» WORK REQUIRED: Please copy out the entries until you have copied the line that contains "negative clicks: (513, 817)", beginning with the first line.

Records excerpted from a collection
((

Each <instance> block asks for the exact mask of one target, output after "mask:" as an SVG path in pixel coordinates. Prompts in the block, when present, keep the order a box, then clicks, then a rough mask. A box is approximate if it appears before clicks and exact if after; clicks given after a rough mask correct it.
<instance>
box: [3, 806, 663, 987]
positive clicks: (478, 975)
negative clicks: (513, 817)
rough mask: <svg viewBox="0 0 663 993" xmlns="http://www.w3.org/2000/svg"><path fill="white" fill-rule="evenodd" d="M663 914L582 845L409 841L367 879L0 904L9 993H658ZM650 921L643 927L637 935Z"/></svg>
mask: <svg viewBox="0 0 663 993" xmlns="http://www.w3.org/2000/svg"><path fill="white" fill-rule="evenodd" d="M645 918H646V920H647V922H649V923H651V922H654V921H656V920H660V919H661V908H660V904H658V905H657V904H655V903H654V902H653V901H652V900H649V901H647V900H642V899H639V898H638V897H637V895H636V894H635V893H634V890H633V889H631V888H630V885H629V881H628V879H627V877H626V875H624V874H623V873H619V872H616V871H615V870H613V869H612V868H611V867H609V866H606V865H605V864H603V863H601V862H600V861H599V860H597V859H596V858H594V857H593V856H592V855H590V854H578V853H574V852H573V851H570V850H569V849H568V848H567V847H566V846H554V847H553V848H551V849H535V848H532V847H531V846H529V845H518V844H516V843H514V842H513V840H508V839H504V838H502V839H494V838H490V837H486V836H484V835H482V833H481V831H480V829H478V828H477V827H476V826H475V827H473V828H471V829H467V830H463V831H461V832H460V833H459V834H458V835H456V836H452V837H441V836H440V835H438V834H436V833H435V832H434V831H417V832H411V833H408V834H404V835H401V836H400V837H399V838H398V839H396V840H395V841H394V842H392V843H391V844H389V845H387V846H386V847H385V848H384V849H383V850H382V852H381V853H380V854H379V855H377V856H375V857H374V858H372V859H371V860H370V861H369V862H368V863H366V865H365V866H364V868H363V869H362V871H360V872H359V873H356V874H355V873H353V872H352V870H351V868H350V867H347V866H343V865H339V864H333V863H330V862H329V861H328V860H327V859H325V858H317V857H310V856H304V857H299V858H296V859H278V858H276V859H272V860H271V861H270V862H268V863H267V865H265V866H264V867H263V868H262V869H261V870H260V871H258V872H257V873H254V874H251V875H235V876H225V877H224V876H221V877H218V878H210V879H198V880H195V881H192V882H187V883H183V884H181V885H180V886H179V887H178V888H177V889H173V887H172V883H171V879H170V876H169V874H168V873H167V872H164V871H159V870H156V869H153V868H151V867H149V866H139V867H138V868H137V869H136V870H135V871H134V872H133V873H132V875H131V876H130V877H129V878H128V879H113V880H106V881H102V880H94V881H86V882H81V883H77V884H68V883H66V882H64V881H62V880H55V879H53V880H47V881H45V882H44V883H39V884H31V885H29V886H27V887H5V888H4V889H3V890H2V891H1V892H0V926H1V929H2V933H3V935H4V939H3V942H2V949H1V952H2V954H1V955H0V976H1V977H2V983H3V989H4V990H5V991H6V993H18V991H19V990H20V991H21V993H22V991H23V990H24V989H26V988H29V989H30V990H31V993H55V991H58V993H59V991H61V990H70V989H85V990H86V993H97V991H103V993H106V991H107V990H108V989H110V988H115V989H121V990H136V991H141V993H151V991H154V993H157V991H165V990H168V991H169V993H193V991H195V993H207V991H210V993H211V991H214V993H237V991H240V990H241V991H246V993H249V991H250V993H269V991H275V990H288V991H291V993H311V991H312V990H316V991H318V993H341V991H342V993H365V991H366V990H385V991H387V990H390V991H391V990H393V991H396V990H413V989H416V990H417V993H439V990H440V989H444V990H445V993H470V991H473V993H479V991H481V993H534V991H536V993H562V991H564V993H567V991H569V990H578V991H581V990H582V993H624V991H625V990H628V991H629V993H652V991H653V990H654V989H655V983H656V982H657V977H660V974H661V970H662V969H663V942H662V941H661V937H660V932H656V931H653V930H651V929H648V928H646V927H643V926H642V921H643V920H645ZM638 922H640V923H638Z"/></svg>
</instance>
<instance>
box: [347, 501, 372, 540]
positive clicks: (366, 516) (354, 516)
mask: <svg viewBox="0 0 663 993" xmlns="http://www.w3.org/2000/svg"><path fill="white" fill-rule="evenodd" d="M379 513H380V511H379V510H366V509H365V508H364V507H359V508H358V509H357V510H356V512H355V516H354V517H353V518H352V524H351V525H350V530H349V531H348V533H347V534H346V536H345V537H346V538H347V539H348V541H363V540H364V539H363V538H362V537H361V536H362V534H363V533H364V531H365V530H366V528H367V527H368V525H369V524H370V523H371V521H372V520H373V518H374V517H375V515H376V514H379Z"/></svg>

))

» RESULT BELOW:
Each <instance> block asks for the exact mask of one target, output after "mask:" as an SVG path in pixel coordinates. Prompts in the block, when present, keep the order a box, then clicks, then a rough mask. A box is approximate if it appears before clicks and exact if after; clicks given after a rough mask correct it.
<instance>
box: [3, 806, 663, 987]
positive clicks: (478, 975)
negative clicks: (513, 817)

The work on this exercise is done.